_Task directions_
Please write out every line of the records below as a numbered list, omitting any blank lines.

_Provided data_

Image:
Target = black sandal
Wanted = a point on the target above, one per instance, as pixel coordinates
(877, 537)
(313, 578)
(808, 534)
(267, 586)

_Expected answer_
1. Image:
2. Target = black sandal
3. Wanted = a point on the target above, one per instance, as pixel coordinates
4. (877, 537)
5. (313, 578)
6. (808, 534)
7. (267, 586)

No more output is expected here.